● **Request**
Extract all of the entries and give them again, word for word.

— START —

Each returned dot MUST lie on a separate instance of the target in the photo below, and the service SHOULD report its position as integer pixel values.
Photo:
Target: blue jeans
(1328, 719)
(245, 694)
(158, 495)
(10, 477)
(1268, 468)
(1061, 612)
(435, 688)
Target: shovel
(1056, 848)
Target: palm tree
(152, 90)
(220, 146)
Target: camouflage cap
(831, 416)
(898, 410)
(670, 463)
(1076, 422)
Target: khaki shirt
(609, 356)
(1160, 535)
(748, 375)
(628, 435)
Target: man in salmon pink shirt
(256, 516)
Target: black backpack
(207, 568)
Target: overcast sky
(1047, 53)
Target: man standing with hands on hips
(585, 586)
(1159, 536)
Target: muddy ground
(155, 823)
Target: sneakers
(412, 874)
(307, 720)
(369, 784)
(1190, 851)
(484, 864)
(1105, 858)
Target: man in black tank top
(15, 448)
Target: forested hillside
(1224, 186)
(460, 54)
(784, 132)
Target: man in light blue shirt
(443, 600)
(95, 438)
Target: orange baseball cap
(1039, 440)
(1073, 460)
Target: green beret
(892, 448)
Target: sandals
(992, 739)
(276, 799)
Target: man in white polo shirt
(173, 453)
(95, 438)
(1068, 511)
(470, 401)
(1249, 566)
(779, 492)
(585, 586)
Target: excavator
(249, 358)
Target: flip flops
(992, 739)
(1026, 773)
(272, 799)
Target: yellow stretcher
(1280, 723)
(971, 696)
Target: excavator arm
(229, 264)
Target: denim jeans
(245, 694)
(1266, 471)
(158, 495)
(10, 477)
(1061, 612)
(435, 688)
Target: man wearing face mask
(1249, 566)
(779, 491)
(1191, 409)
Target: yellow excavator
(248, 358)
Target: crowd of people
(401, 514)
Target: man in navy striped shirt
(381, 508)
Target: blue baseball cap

— END —

● **Exercise answer**
Each returned dot MUST lie on a separate instance of the target in the photo below, and the service SHOULD report its position as integer pixel values.
Photo:
Target: blue jeans
(1328, 719)
(245, 694)
(158, 495)
(10, 477)
(1268, 468)
(1061, 612)
(435, 688)
Target: shovel
(1056, 848)
Target: palm tree
(152, 90)
(220, 146)
Target: camouflage cap
(831, 416)
(898, 410)
(670, 463)
(1076, 422)
Target: khaki shirt
(609, 356)
(1160, 535)
(748, 375)
(628, 435)
Target: man in salmon pink shirt
(256, 516)
Target: black backpack
(207, 568)
Target: overcast sky
(1047, 53)
Target: man standing with hands on hips
(585, 586)
(1159, 536)
Target: muddy ground
(155, 823)
Target: sneakers
(412, 874)
(307, 720)
(369, 784)
(1190, 851)
(484, 864)
(1105, 858)
Target: man in black tank top
(15, 448)
Target: forested hillside
(1224, 186)
(460, 54)
(784, 132)
Target: man in light blue shirt
(443, 600)
(95, 438)
Target: orange baseball cap
(1039, 440)
(1073, 460)
Target: green beret
(892, 448)
Target: sandals
(992, 739)
(276, 799)
Target: man in white polo shirt
(173, 453)
(95, 438)
(1068, 511)
(470, 401)
(1249, 566)
(779, 492)
(585, 586)
Target: excavator
(249, 358)
Target: flip flops
(992, 739)
(1026, 773)
(272, 799)
Target: yellow stretcher
(1280, 723)
(971, 696)
Target: excavator arm
(229, 264)
Target: denim jeans
(245, 694)
(1266, 471)
(158, 495)
(10, 477)
(1061, 612)
(435, 688)
Target: man wearing face mask
(1249, 566)
(779, 491)
(1191, 409)
Target: yellow excavator
(248, 358)
Target: crowd of people
(401, 514)
Target: man in navy striped shirt
(381, 508)
Target: blue baseball cap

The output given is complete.